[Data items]
____________________
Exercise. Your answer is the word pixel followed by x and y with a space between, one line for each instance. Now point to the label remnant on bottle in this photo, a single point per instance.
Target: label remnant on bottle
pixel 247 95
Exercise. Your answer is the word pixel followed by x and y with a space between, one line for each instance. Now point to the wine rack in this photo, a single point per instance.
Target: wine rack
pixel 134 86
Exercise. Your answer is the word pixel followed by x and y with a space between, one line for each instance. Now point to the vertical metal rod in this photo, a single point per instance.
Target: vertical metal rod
____________________
WHAT IS NEEDED: Express every line of the data above as a JSON list of strings, one string per line, leaving out blank lines.

SOLUTION TO THIS EXERCISE:
[
  "Exercise. Your answer is the word pixel followed by x and y with a space between, one line for each instance. Now point to the label remnant on bottle in this photo, a single point per instance.",
  "Target: label remnant on bottle",
  "pixel 247 95",
  "Exercise. Your answer is the word pixel followed by x and y with a space between, one line for each instance. Now point to the wine rack in this photo, a single point per instance.",
  "Target: wine rack",
  "pixel 134 86",
  "Exercise. Your answer is the word pixel followed by x and y with a space between, one line for each instance. Now point to the vertical metal rod in this photo, a single point per instance.",
  "Target: vertical metal rod"
]